───── PASSAGE PROVIDED
One of the most vexing problems posed by the widespread introduction of rainbow trout in the American West has been their propensity to hybridize with the natives. Take for example, the westslope cutthroat of the northern Rockies. Once the most widespread cutthroat subspecies, their range has been dramatically reduced in the last century due to the introduction of rainbows. Just how far it has shrunk, though, is a matter of some contention. According to the criteria applied by the U.S. Fish and Wildlife Service, a fish can still be considered a Westslope cutthroat even if it has a small amount of rainbow trout DNA (say from a great-grandparent). Such fish still occupy about 20 percent of their original range.
|Westslope cutthroat native range|
Interbreeding between slightly hybridized westslopes and their unpolluted cousins might alleviate these problems. But it would also create new ones. There are the biological issues, of course—some studies for example suggest hybrid fish are less fit. But maybe more importantly, it raises a host of legal issues.
──────────
__REQUIREMENT__:
Continue the passage about westslope cutthroat trout and rainbow hybrids, starting right after its final sentence.
───── DATA SHOWN
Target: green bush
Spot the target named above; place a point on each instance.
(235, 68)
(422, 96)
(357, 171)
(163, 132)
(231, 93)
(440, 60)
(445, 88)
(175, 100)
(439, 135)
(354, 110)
──────────
__YOUR RESPONSE__:
The Endangered Species Act passed by Congress in 1973 did not include any guidelines on hybrids. Thus, when the issue arose in the 1980s, Department of Interior lawyers concluded that hybrids could not be protected under the act. It seemed a reasonable decision, at least for a few years. But when new technology gave us the ability to sequence DNA, it became apparent that hybridization was far more common than anybody had previously thought. Certain wolves (which had a little coyote DNA) and other listed species were thrown into legal limbo.
|A likely hybrid westslope-rainbow trout|
After a brief period of struggle, the lawyers threw in the towel. Hybridization would have to be handled on a case-by-case basis, they concluded, since hybridization was “more properly a biological issue than a legal one.”
I wonder whether it isn’t also an issue of human values and psychology. Are we really so concerned about purebred westslope cutthroats because hybrids may be less fit or because biodiversity may be associated with ecosystem stability? Or do untainted westslopes somehow appeal to our thirst for the prelapsarian, the rare, or some other innate urge?